- TASK REQUIREMENTS
Rewrite all the entries with "bird's" replaced by "raptor's" wherever it occurs, keeping everything else unchanged. Omit the pictures from your answer.

** begin EXCERPTED DATA **

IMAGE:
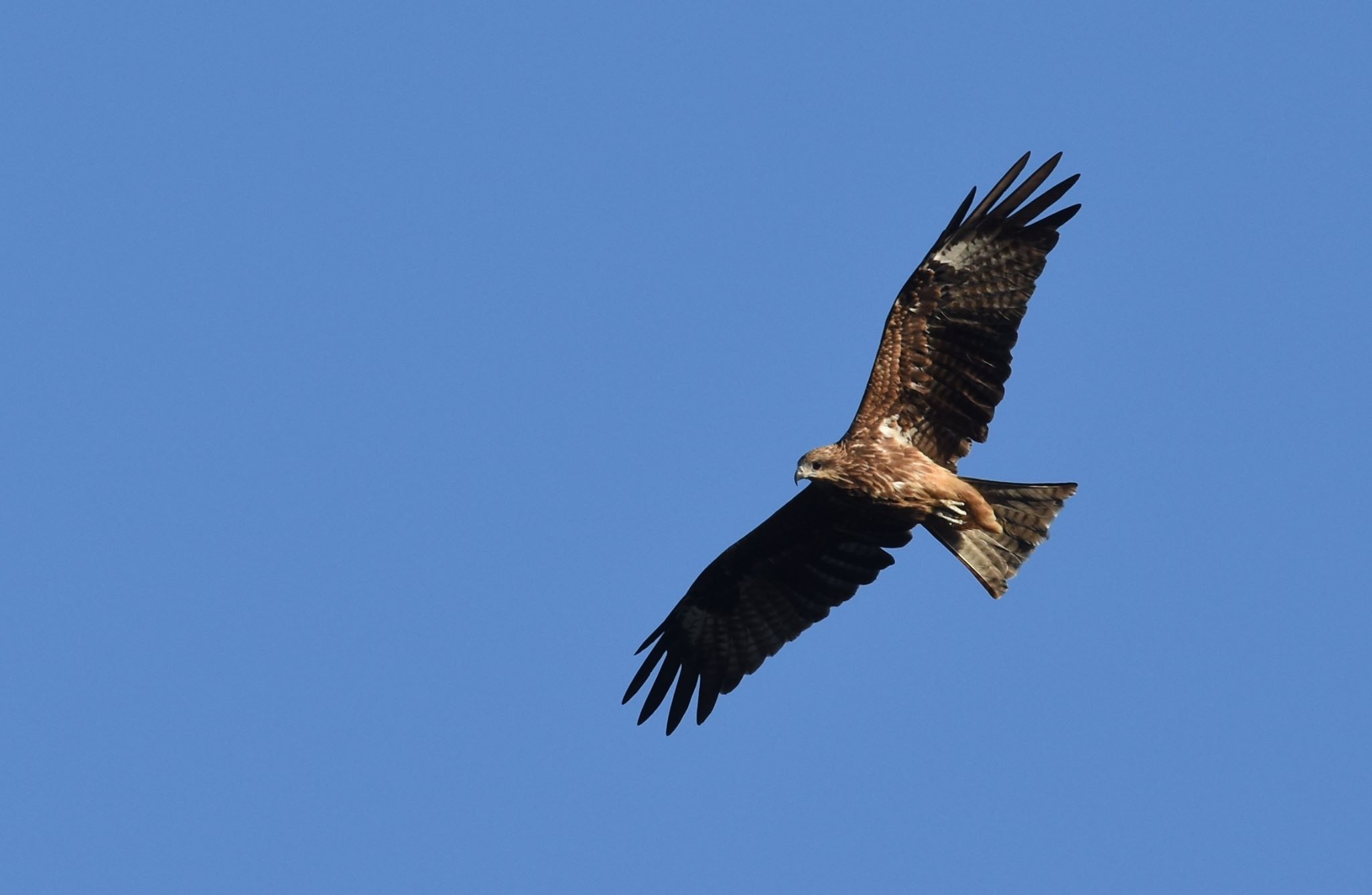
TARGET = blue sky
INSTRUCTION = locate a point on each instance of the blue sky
(379, 376)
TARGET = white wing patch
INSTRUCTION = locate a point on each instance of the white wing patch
(958, 255)
(891, 429)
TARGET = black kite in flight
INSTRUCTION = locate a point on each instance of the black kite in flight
(939, 374)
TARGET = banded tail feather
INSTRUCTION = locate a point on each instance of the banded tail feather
(1024, 512)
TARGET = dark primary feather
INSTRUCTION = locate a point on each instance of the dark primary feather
(946, 352)
(762, 592)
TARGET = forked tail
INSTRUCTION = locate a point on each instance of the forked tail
(1024, 511)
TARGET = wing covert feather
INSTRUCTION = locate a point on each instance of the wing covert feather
(946, 350)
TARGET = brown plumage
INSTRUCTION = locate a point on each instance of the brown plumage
(939, 375)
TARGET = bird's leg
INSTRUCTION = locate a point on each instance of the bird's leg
(953, 511)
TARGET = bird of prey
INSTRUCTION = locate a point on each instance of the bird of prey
(939, 374)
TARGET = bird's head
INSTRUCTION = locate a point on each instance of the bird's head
(821, 463)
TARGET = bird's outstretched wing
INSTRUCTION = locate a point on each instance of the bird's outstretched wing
(762, 592)
(945, 354)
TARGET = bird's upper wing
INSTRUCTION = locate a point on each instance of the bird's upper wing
(762, 592)
(945, 354)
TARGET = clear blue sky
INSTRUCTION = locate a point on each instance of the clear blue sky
(376, 378)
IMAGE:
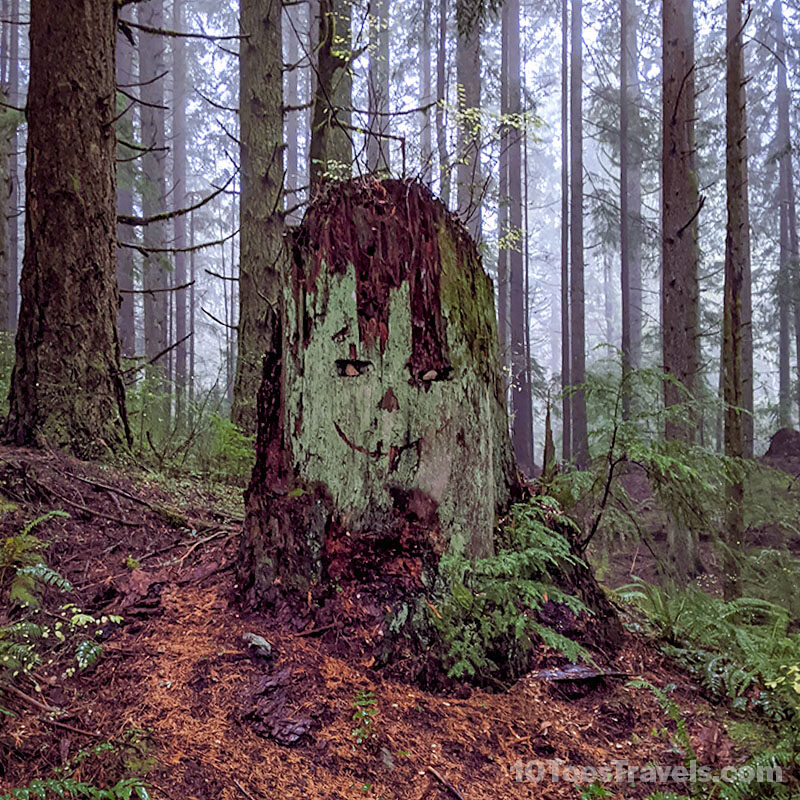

** end EXCERPTED DATA **

- FINISHED TASK
IMAGE:
TARGET = blue sky
INSTRUCTION = locate a point on each instance of the blue sky
(379, 376)
TARGET = white wing patch
INSTRUCTION = locate a point on each instance of the white wing patch
(958, 255)
(891, 429)
TARGET = black kite in flight
INSTRUCTION = locate a point on each instance of the black kite in flight
(939, 374)
TARGET = banded tail feather
INSTRUCTION = locate a point on each instance of the banded tail feather
(1024, 512)
TARGET = dark primary feather
INSTRUCTION = locate a point on each instance of the dark primary feather
(946, 352)
(762, 592)
TARGET = forked tail
INSTRUCTION = locate a point on each instance of the forked tail
(1024, 511)
TARGET = wing covert feather
INSTRUCTION = locate a point on each instance of the wing covert feather
(946, 350)
TARGET = brown plumage
INSTRUCTION = locate a point on each instance of the brown plumage
(939, 375)
TARGET = raptor's leg
INSTRUCTION = locate a point on each instance of the raptor's leg
(953, 511)
TARGET = bird of prey
INSTRUCTION = locate a point on each instance of the bird of prey
(939, 374)
TARGET = raptor's head
INSTRUCTION = locate a point on each instance of the raptor's head
(821, 463)
TARGET = raptor's outstretched wing
INSTRUCTION = locate a point on each instance of the raptor's outstretched wing
(762, 592)
(945, 354)
TARGET = raptor's upper wing
INSTRUCTION = locate a point on each instance of the raptor's upper wing
(762, 592)
(945, 354)
TARGET = clear blue sky
INSTRUCTION = locate a point on each instance of the clear blue sky
(376, 378)
IMAGE:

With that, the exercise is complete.